取り組む課題
**a.** 映画「なぜ生きる」の文章で、「2025年04月29日 16時25分10秒 | 宗教」に始まり「意味と考えていくものである。」までの部分を、「健康センター」を「公民館」に入れ替えて書き直す。
**b.** 映画「なぜ生きる」の文章を、最後の文のあとから書き継いでください。

提供テキスト
━━━━━━━━━━━━━━━━
2025年04月29日 16時25分10秒 | 宗教

4月29日、2016年に劇場公開された「なぜ生きる~蓮如上人と吉崎炎上」というアニメ映画が家の近くにある健康センターの会議室において無料で上映されるということで、2度目となるが見に行ってきました。前回は、2019年にアンコール映画会として見たもので、100万部を突破した高森顕徹さんのベストセラー「なぜ生きる」の映画版である。800年前に親鸞聖人による浄土真宗が500年前の蓮如上人の時代に爆発的に広まったが、その時代背景において蓮如上人が布教の拠点として築き上げた福井県にある吉崎御坊が1474年に放火され、炎上するという事件を通して、「なぜ生きる」の意味と考えていくものである。

蓮如上人とは、1415年に浄土真宗本願寺第8世として生まれ、親鸞聖人の教えを正確に最も多くの人々に伝えた方で、葬儀でもよく読まれる「白骨の御文章」が有名である。仏教書として有名な「歎異抄」が、誤解を招く「カミソリ聖教」であるとして、封印したことでも有名である。蓮如の声は、里見浩太朗さんが演じていたが、迫力があった。
━━━━━━━━━━━━━━━━
提供エントリー

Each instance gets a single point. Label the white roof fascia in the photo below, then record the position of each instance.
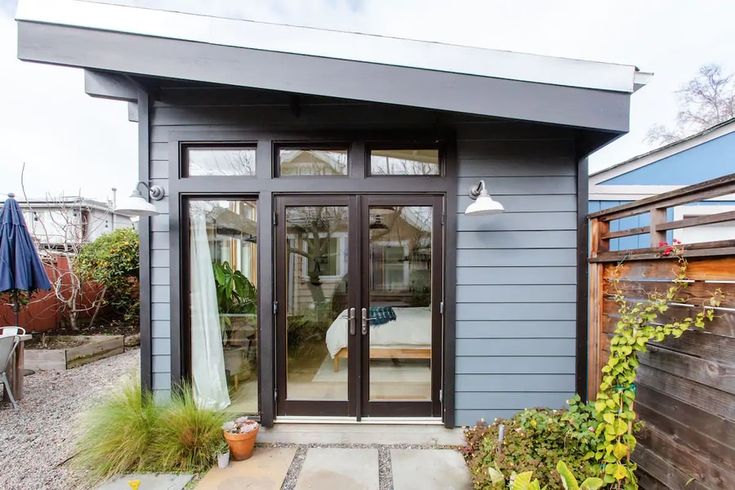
(659, 154)
(333, 44)
(636, 192)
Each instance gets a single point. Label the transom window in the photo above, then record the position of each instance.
(405, 161)
(214, 160)
(327, 161)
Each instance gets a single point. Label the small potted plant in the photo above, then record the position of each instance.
(240, 435)
(223, 454)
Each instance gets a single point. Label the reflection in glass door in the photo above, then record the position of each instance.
(315, 319)
(358, 292)
(400, 313)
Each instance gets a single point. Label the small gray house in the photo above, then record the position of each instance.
(308, 253)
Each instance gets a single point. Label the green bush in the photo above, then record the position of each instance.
(129, 432)
(113, 261)
(535, 440)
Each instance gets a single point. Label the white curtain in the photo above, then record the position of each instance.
(209, 381)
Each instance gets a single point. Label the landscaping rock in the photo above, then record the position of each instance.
(132, 340)
(159, 481)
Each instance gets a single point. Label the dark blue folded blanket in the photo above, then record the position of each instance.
(380, 315)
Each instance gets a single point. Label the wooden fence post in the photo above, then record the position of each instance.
(597, 245)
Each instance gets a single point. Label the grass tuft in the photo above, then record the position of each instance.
(186, 438)
(117, 433)
(128, 432)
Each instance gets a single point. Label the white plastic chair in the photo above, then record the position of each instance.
(6, 331)
(8, 344)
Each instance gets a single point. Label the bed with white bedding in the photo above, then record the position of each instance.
(406, 337)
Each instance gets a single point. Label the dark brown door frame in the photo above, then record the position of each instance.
(358, 405)
(284, 406)
(264, 187)
(430, 408)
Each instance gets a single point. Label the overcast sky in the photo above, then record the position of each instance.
(72, 143)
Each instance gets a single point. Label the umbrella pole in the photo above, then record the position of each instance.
(16, 307)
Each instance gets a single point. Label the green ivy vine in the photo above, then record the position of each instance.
(638, 324)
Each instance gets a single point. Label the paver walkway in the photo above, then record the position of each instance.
(369, 467)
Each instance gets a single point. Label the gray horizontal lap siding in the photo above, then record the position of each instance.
(516, 276)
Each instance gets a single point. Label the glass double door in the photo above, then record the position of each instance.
(358, 291)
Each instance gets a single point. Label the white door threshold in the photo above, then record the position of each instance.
(342, 431)
(294, 419)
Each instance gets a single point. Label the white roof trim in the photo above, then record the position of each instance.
(333, 44)
(661, 153)
(635, 192)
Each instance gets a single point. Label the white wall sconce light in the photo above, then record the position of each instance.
(137, 205)
(483, 204)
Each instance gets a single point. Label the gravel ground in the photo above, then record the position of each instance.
(37, 440)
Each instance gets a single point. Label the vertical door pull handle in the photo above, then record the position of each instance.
(365, 320)
(351, 320)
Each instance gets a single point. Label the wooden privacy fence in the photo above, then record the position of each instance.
(686, 386)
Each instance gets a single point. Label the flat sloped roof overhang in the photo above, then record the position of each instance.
(135, 54)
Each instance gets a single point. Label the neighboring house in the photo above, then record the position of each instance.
(64, 223)
(326, 175)
(703, 156)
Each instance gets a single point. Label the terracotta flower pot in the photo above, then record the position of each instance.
(241, 445)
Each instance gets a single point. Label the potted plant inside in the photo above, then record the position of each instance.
(240, 435)
(223, 454)
(237, 301)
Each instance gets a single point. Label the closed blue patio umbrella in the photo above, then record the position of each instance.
(20, 266)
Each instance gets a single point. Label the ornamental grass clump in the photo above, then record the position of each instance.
(117, 434)
(186, 438)
(129, 432)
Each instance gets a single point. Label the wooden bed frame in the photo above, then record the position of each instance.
(387, 353)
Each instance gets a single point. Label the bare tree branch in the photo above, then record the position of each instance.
(706, 100)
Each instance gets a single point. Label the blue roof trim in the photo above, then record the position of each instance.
(709, 160)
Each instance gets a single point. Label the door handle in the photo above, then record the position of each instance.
(365, 320)
(351, 320)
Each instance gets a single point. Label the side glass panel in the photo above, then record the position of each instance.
(300, 161)
(201, 160)
(405, 162)
(400, 302)
(316, 302)
(223, 303)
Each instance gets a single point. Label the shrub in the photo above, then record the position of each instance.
(535, 440)
(129, 432)
(113, 261)
(597, 438)
(117, 433)
(187, 438)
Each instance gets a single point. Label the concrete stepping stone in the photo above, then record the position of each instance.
(339, 468)
(265, 470)
(419, 469)
(148, 481)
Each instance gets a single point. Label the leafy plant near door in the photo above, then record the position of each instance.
(235, 293)
(595, 439)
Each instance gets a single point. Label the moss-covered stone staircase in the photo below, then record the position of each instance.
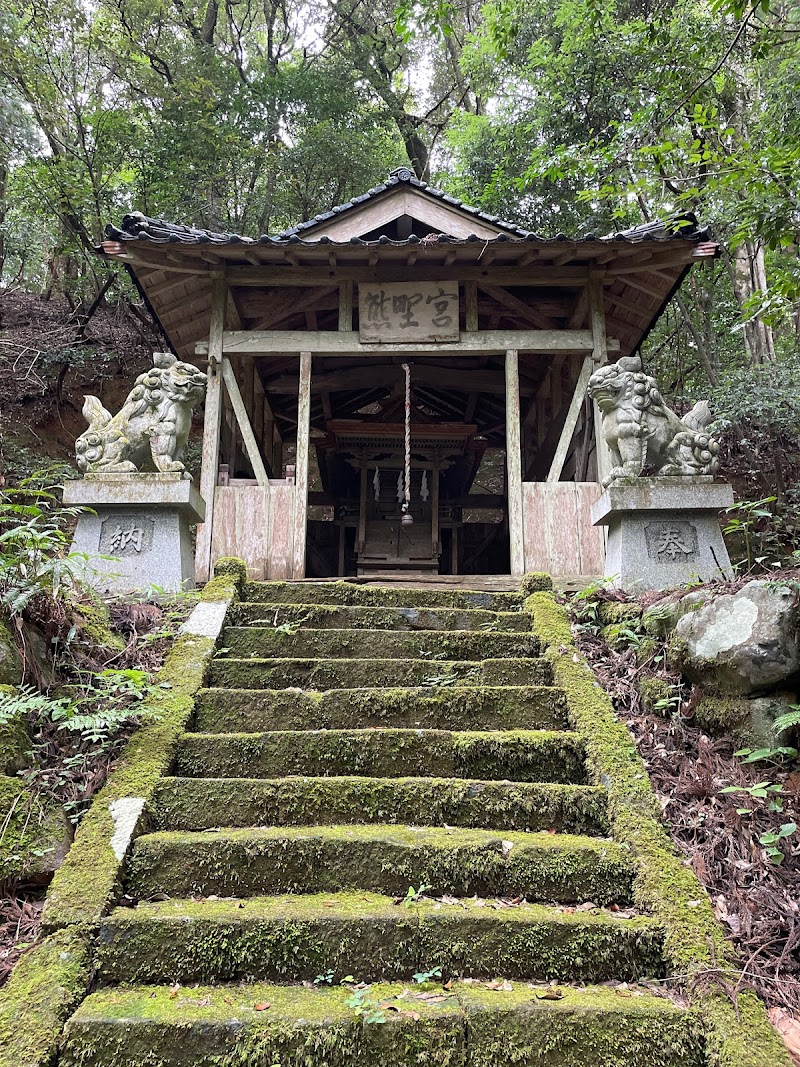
(379, 846)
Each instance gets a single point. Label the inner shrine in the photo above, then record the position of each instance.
(399, 385)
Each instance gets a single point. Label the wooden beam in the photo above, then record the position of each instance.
(435, 546)
(470, 306)
(303, 302)
(577, 317)
(600, 355)
(211, 425)
(513, 303)
(245, 429)
(366, 376)
(301, 464)
(397, 271)
(346, 307)
(514, 462)
(332, 343)
(572, 420)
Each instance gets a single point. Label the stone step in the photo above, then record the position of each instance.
(352, 617)
(266, 641)
(386, 1025)
(366, 935)
(445, 707)
(544, 866)
(206, 803)
(321, 674)
(349, 593)
(521, 755)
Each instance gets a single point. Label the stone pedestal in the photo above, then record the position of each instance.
(664, 531)
(142, 521)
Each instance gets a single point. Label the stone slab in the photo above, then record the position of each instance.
(662, 550)
(150, 491)
(133, 548)
(661, 494)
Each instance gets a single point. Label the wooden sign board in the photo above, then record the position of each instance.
(411, 312)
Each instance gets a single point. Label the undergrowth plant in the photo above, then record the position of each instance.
(34, 544)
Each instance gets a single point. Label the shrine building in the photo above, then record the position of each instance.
(399, 384)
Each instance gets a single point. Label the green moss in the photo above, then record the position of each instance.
(594, 1028)
(694, 942)
(45, 986)
(721, 714)
(93, 622)
(89, 879)
(266, 641)
(436, 709)
(368, 936)
(657, 695)
(351, 593)
(322, 674)
(524, 755)
(352, 617)
(382, 859)
(182, 803)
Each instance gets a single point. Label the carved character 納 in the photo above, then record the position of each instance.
(153, 424)
(642, 432)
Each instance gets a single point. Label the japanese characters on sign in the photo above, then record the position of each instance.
(409, 312)
(126, 534)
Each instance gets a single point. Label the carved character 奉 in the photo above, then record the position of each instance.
(642, 432)
(153, 424)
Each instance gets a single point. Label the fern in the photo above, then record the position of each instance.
(788, 720)
(27, 701)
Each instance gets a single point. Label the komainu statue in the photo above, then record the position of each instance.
(153, 425)
(641, 431)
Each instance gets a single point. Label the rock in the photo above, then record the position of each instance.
(749, 719)
(11, 662)
(36, 835)
(741, 642)
(15, 745)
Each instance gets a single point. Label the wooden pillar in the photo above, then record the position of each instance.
(340, 562)
(301, 464)
(362, 511)
(600, 355)
(249, 439)
(470, 306)
(434, 508)
(346, 307)
(514, 463)
(211, 426)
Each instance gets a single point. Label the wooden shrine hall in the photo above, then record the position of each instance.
(399, 384)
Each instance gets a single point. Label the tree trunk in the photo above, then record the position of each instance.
(749, 276)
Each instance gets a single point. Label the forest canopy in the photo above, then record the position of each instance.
(571, 116)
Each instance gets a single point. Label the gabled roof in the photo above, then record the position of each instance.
(139, 227)
(403, 228)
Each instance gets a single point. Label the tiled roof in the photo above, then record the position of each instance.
(138, 227)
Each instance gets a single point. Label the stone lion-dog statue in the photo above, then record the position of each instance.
(153, 425)
(641, 431)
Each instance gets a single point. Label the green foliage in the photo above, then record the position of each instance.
(788, 720)
(34, 543)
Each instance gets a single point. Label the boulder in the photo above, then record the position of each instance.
(11, 662)
(741, 642)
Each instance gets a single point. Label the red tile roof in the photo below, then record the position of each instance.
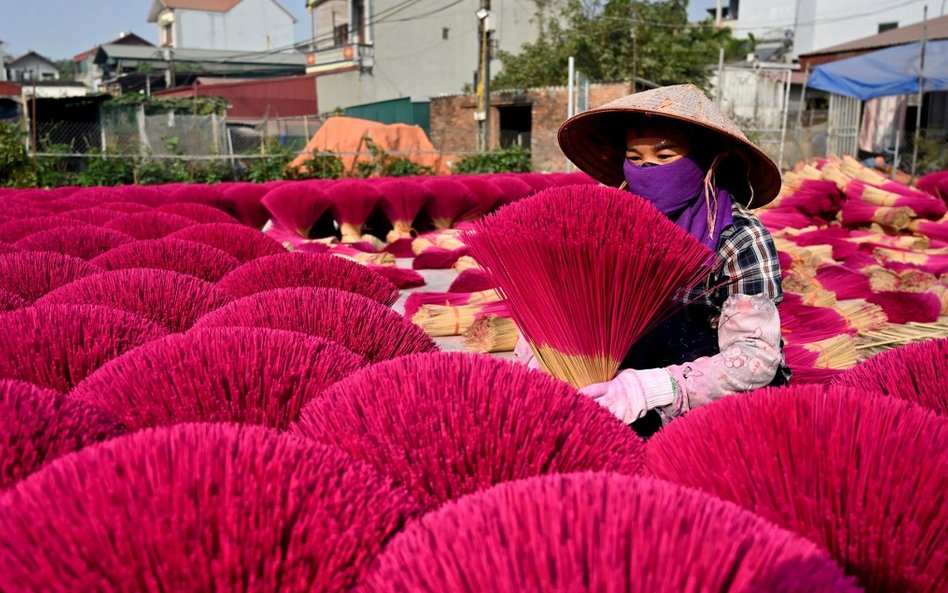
(936, 28)
(205, 5)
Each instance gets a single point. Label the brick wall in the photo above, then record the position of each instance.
(454, 130)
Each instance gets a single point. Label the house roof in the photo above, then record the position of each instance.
(201, 5)
(33, 54)
(936, 28)
(9, 89)
(124, 39)
(210, 60)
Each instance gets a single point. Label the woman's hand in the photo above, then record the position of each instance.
(524, 354)
(632, 393)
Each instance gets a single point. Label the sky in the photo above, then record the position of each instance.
(60, 29)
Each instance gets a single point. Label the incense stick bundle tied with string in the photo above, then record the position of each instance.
(585, 272)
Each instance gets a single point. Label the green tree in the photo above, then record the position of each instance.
(615, 40)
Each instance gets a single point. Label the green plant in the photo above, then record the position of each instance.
(158, 105)
(932, 152)
(16, 168)
(212, 171)
(383, 164)
(149, 171)
(106, 170)
(320, 165)
(53, 169)
(515, 159)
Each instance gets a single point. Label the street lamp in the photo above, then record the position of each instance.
(482, 113)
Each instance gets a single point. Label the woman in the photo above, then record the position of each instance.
(672, 146)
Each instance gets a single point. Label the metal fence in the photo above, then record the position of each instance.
(131, 132)
(772, 112)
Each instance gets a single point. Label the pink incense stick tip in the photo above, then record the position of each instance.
(450, 201)
(249, 375)
(13, 230)
(10, 301)
(290, 270)
(149, 225)
(388, 411)
(30, 275)
(600, 251)
(75, 340)
(296, 207)
(245, 203)
(356, 322)
(41, 425)
(199, 507)
(915, 373)
(859, 475)
(242, 242)
(176, 255)
(602, 532)
(170, 299)
(402, 200)
(199, 213)
(511, 187)
(84, 242)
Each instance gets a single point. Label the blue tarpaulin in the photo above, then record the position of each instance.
(890, 71)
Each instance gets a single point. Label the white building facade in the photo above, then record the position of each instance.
(376, 50)
(234, 25)
(817, 24)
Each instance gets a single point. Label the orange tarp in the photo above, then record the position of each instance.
(345, 137)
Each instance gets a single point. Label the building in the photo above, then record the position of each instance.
(933, 30)
(88, 72)
(226, 25)
(291, 96)
(528, 117)
(811, 25)
(31, 66)
(368, 51)
(11, 101)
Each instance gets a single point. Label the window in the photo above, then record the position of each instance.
(516, 124)
(358, 20)
(167, 35)
(340, 35)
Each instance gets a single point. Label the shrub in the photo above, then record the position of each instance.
(515, 159)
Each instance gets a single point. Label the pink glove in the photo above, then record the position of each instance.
(632, 393)
(524, 354)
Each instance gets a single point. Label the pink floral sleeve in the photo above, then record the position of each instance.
(750, 354)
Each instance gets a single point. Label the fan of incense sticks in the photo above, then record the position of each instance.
(585, 272)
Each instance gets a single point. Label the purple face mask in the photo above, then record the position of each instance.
(677, 189)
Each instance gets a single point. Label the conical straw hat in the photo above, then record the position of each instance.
(594, 140)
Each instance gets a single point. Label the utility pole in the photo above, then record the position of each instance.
(482, 113)
(921, 92)
(33, 117)
(169, 73)
(312, 26)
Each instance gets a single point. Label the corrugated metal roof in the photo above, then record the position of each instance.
(155, 54)
(9, 89)
(259, 99)
(936, 28)
(201, 5)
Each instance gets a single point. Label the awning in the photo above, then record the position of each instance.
(890, 71)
━━━━━━━━━━━━━━━━
最終解答
**a.**
2025年04月29日 16時25分10秒 | 宗教

4月29日、2016年に劇場公開された「なぜ生きる~蓮如上人と吉崎炎上」というアニメ映画が家の近くにある公民館の会議室において無料で上映されるということで、2度目となるが見に行ってきました。前回は、2019年にアンコール映画会として見たもので、100万部を突破した高森顕徹さんのベストセラー「なぜ生きる」の映画版である。800年前に親鸞聖人による浄土真宗が500年前の蓮如上人の時代に爆発的に広まったが、その時代背景において蓮如上人が布教の拠点として築き上げた福井県にある吉崎御坊が1474年に放火され、炎上するという事件を通して、「なぜ生きる」の意味と考えていくものである。

**b.**
映画の中では、恩徳讃の歌とか大悲の願船とか平生業成とか親鸞聖人の基本的教えが散りばめられていた。映画の簡単なあらすじは、当時信者が増えた浄土真宗は、他宗派からの恨みを買い、蓮如上人と弟子たちは京都を追われ、新たな布教の地を求め、福井県の吉崎に吉崎御坊という布教の中心拠点を構える。御坊が繁栄すると、他宗派からの妬み、嫉みが激しくなり、ついに、1474年に放火され、御坊は火の車になる。蓮如上人は難を逃れたが、大切にしていた親鸞聖人の教行信証の1巻を置き忘れた。弟子の了顕が取りに行ったが、火の手がすごく、引き返すことができず、意を決して、小刀を取り出し、切腹し、腹の中に巻物を入れて身を挺して守ったと言われている。そこには真っ黒に焦げた了顕の姿があったが、経典は焼かれることなく守られたのである。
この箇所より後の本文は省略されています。